#### TASK DESCRIPTION:
State how many lines in the items that follow contain the word "below". Give only the number.

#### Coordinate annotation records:
━━━

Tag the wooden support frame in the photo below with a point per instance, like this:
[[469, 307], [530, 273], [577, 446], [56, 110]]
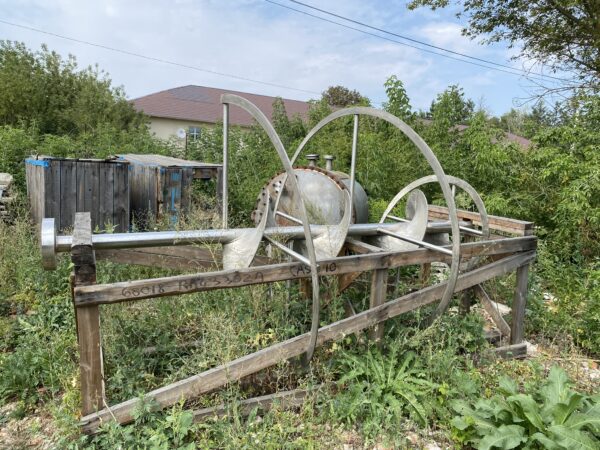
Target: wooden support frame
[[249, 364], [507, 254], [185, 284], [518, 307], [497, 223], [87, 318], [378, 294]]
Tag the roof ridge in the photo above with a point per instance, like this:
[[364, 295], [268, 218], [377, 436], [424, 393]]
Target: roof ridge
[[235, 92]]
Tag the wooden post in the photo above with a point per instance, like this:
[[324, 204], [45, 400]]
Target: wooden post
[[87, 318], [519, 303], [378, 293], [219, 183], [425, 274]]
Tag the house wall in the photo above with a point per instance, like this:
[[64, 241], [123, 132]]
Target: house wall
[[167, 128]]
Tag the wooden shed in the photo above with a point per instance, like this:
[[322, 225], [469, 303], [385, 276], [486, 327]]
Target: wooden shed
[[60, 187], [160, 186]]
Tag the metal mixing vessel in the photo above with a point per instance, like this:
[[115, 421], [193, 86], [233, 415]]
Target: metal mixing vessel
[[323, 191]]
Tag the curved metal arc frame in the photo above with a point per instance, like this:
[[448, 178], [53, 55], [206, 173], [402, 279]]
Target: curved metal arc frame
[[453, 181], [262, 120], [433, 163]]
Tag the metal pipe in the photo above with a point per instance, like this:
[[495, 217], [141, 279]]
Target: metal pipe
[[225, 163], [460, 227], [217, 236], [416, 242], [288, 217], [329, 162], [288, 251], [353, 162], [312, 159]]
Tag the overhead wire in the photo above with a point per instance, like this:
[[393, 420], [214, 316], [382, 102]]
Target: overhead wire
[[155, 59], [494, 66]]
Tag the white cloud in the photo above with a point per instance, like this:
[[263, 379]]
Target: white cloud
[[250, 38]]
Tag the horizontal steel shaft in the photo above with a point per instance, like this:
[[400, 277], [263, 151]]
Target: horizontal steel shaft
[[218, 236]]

━━━

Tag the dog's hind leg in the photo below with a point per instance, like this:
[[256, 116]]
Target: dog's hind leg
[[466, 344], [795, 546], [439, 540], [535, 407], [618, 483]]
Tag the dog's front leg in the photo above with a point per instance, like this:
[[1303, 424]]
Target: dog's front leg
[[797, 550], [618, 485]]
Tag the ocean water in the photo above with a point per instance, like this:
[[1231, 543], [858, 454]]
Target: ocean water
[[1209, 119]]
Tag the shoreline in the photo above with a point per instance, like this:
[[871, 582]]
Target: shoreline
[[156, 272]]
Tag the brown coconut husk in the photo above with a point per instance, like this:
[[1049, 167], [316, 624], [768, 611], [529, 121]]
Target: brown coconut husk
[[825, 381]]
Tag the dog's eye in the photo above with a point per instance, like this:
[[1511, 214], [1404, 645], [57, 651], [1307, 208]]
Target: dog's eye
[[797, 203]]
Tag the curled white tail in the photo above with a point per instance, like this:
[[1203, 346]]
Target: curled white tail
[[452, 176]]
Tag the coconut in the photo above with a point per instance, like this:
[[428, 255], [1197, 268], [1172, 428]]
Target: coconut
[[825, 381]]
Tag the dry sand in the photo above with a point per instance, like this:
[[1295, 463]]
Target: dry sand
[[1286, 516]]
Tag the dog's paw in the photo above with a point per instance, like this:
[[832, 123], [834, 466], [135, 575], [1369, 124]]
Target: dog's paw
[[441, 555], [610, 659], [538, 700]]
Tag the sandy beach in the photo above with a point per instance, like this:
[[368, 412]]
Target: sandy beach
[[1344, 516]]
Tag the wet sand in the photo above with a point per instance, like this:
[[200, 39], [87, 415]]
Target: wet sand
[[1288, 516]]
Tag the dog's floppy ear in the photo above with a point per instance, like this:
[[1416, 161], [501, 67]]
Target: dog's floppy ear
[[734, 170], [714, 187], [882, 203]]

━━━

#### OUTPUT FOR THIS EXERCISE:
2